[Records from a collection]

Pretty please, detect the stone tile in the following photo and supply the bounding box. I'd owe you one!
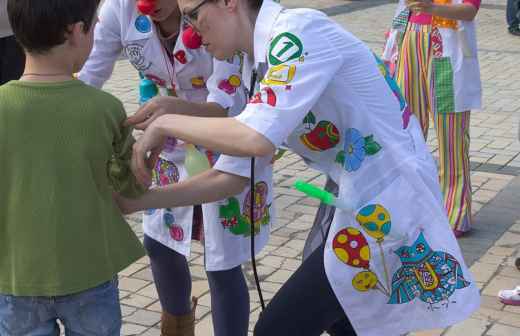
[121,323,148,335]
[121,294,157,309]
[470,262,499,283]
[443,318,490,336]
[123,309,161,327]
[195,314,214,336]
[265,269,293,284]
[482,276,520,297]
[486,323,520,336]
[137,283,159,299]
[118,277,150,292]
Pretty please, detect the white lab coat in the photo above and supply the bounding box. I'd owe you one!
[216,1,480,334]
[79,0,272,271]
[382,0,482,113]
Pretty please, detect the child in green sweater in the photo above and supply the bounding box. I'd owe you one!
[0,0,145,334]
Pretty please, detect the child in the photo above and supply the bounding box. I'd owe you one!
[383,0,482,237]
[0,0,144,334]
[80,1,273,335]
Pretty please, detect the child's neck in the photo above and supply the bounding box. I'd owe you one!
[21,51,75,82]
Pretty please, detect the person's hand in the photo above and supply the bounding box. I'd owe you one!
[112,192,139,215]
[131,119,166,187]
[125,96,182,130]
[406,0,434,13]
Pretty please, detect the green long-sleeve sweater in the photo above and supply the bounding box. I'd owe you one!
[0,80,145,296]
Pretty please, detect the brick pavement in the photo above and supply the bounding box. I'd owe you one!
[95,1,520,335]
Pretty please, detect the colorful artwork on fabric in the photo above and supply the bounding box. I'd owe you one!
[335,129,381,172]
[374,55,410,129]
[356,204,392,242]
[250,87,277,107]
[300,119,340,152]
[191,76,206,89]
[218,75,242,95]
[126,44,152,72]
[153,158,180,186]
[135,15,152,33]
[333,227,371,269]
[145,74,167,88]
[262,64,297,86]
[389,232,470,308]
[433,57,455,114]
[219,182,271,237]
[392,9,410,31]
[332,204,471,309]
[269,32,304,66]
[243,182,270,228]
[431,28,444,58]
[145,208,157,216]
[174,50,187,64]
[163,210,185,242]
[163,137,177,153]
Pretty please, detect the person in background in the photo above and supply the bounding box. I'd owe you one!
[0,0,25,85]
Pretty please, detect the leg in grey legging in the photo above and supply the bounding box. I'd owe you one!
[206,266,250,336]
[143,235,192,315]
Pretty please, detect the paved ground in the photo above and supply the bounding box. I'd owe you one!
[97,0,520,335]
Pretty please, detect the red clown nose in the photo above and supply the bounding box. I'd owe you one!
[137,0,156,15]
[182,26,203,49]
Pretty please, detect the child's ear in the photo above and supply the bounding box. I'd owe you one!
[223,0,238,12]
[66,22,85,47]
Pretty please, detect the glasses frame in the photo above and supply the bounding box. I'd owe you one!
[182,0,212,27]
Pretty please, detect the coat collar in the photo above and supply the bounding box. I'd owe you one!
[252,0,283,68]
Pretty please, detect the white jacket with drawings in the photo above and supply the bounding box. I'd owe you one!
[80,0,273,271]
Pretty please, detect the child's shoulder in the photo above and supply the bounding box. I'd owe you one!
[75,81,127,120]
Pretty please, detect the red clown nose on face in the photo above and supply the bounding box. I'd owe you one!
[182,26,203,49]
[137,0,156,15]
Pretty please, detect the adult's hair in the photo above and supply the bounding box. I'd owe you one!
[7,0,100,54]
[247,0,263,10]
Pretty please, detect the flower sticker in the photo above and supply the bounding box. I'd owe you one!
[336,128,382,172]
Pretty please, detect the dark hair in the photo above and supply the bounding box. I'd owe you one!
[7,0,100,54]
[247,0,263,10]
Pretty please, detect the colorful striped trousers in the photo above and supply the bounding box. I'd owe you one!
[396,23,472,232]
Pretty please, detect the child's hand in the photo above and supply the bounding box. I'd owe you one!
[131,120,166,187]
[112,192,138,215]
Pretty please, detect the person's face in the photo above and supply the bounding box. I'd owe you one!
[179,0,239,60]
[151,0,181,22]
[138,0,180,22]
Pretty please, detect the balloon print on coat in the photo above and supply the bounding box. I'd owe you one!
[163,210,185,242]
[332,204,471,310]
[219,182,271,237]
[152,158,180,187]
[332,227,389,296]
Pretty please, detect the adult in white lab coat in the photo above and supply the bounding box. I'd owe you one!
[121,0,480,335]
[79,1,273,335]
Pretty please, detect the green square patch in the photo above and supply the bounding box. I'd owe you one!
[433,57,455,114]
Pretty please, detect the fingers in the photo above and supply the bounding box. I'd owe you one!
[125,100,157,127]
[132,142,153,188]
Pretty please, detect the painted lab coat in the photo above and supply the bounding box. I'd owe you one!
[79,0,272,271]
[382,0,482,113]
[216,1,481,334]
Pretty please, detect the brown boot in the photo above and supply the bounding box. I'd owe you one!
[161,297,198,336]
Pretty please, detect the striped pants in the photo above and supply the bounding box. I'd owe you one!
[396,23,472,232]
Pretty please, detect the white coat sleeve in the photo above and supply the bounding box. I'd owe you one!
[78,0,124,88]
[234,19,343,149]
[214,17,343,178]
[206,55,246,113]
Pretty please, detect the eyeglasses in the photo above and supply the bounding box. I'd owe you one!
[182,0,212,27]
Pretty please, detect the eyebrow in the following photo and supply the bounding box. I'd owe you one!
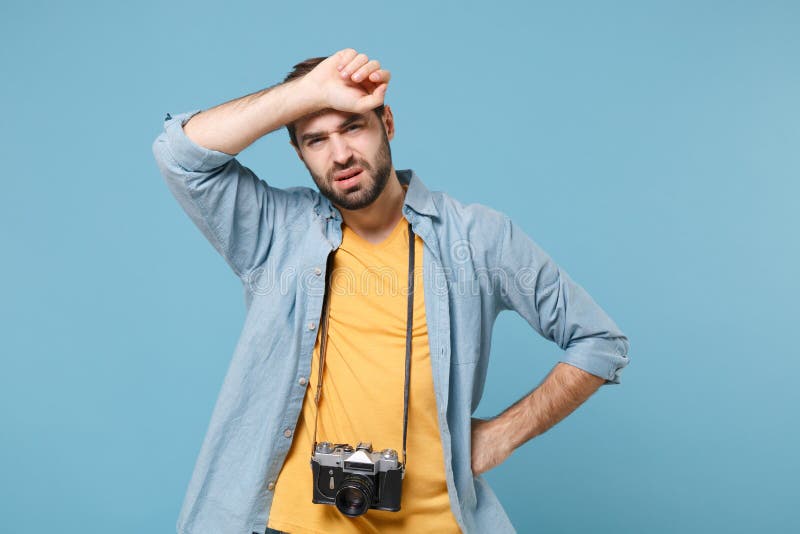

GOAL OF THE EXERCISE: Reproduce all entries without any change, and omit the pictures.

SOLUTION TO THE EXERCISE:
Pretty please, detect the stone tile in the following photo and supply the bounding box. I'd owe you one!
[121,323,148,335]
[121,294,157,309]
[470,262,499,283]
[443,318,490,336]
[123,309,161,327]
[195,314,214,336]
[265,269,293,284]
[482,276,520,297]
[486,323,520,336]
[137,283,159,299]
[118,277,150,292]
Pretty please, detect the white lab coat in the photo above and supply the bounding box. I'd owe you one!
[216,1,480,334]
[79,0,272,271]
[382,0,482,113]
Pretty please, detect the child in green sweater in the photo above and supply the bounding box. I'd owe you one!
[0,0,145,334]
Pretty please, detect the child in the photo above and supply the bounding box. I'd owe you one!
[383,0,482,237]
[0,0,144,334]
[80,1,273,335]
Pretty please, detect the child's neck in the photo above and supply the bounding box. I'd owe you one!
[21,51,75,82]
Pretty please, detect the person's hand in the photo above and supply the bounding box. I'd owe you one!
[112,192,139,215]
[131,119,166,187]
[125,96,182,130]
[406,0,434,13]
Pretty please, detect the green long-sleeve sweater in the photo above and supply the bounding box. I'd owe you one!
[0,80,145,296]
Pretty please, detect the brick pavement in the photo above and supply the bounding box. I'd owe you one!
[95,1,520,335]
Pretty please, detect the colorful artwork on fabric in the photo above and supply the bounding box. I'd owe you one!
[335,129,381,172]
[374,55,410,129]
[356,204,392,242]
[250,87,277,107]
[300,119,340,152]
[191,76,206,89]
[218,75,242,95]
[126,44,152,72]
[153,158,180,186]
[135,15,152,33]
[333,227,371,269]
[145,74,167,88]
[262,64,297,86]
[389,232,470,308]
[433,57,455,114]
[219,182,271,237]
[392,9,410,31]
[332,204,471,309]
[269,32,304,66]
[243,182,270,228]
[431,28,444,58]
[145,208,157,216]
[174,50,187,64]
[163,210,185,242]
[163,137,177,153]
Pretty please, detect the person in background in the photo above and supply the bounding box. I'd owe you one!
[0,0,25,85]
Pretty please, detect the leg in grey legging in the photo above and supply the bounding box. I'd owe you one!
[206,266,250,336]
[143,235,192,315]
Pretty please, detect the paved ground in the photo above and supply the bounding box. I'd owe you one!
[97,0,520,335]
Pretty please, detect the red clown nose in the photo above and supply the bounding box. I'd owe you one!
[137,0,156,15]
[182,26,203,49]
Pretty please, detect the child's ear in the photo above and supply the bounding box. I'd owe you one!
[223,0,238,12]
[66,22,85,47]
Pretty please, detect the glasses frame in the photo above and supply the bounding box. I'd owe you one!
[182,0,212,27]
Pretty please, detect the coat collar in the photo above and supply the bounding box. I'd owe you one!
[252,0,283,68]
Pretty please, detect the white jacket with drawings in the photo above and supply the bounding box. I'd owe you one!
[80,0,273,271]
Pretty please, detect the child's shoulder in the photo above and supply the bounding box. I'd owe you one!
[75,81,127,120]
Pretty please, detect the red clown nose on face in the photo above and supply the bounding box. I'd owe you one!
[182,26,203,49]
[137,0,156,15]
Pretty please, detect the adult's hair in the photo above and supply the bounding box. I'd owe you one!
[7,0,100,54]
[247,0,263,10]
Pretty please, detect the flower sticker in the photo above and supply the bounding box. I'd owe you one!
[336,128,382,172]
Pretty please, detect the dark hair in the photo above and supply the bounding box. I'd owe you one!
[7,0,100,54]
[247,0,263,10]
Pretty please, detect the colorful striped trousers in the photo above and supply the bounding box. I'd owe you one!
[396,23,472,232]
Pretty please, detect the child's hand in the photo above and supply the bounding box. I'd owe you one!
[131,120,166,187]
[112,192,138,215]
Pretty please, detect the person's face in the photo above and supply the bounding box. I'd owe you one!
[179,0,239,60]
[151,0,181,22]
[138,0,180,22]
Pretty please, detect the balloon print on coat in the photo above and supply the bounding box. I'd owe you one!
[163,210,185,242]
[332,204,471,310]
[219,182,271,237]
[152,158,180,187]
[332,227,389,296]
Pretty please, detect the adult in white lab coat in the photo above and supply the bounding box. I'd owe you one!
[121,0,480,335]
[79,1,273,335]
Pretty please, detect the green square patch in the photo above and supply the bounding box. I'd owe you one!
[433,57,455,114]
Pretty please, detect the fingers in the photo above and supply the bounding box. I'd owe you one!
[125,100,157,127]
[132,142,153,188]
Pretty please, detect the painted lab coat in the photo above and supply the bounding box. I'd owe you one!
[79,0,272,271]
[382,0,482,113]
[216,1,481,334]
Pretty please, detect the brown boot in the photo above and supply the bounding box. I'd owe you one!
[161,297,198,336]
Pretty please, detect the striped pants in the photo above and supply the bounding box. I'd owe you one!
[396,23,472,232]
Pretty please, detect the white coat sleeve in the photo above and supply the bounding box. I'd owe you one!
[78,0,124,88]
[234,19,343,149]
[214,17,343,178]
[206,55,246,113]
Pretty please, detect the eyeglasses in the photo above and supply the bounding box. I'd owe you one!
[182,0,212,27]
Pretty please, detect the eyebrow in the following photo and supply the bounding box. I'd owe you one!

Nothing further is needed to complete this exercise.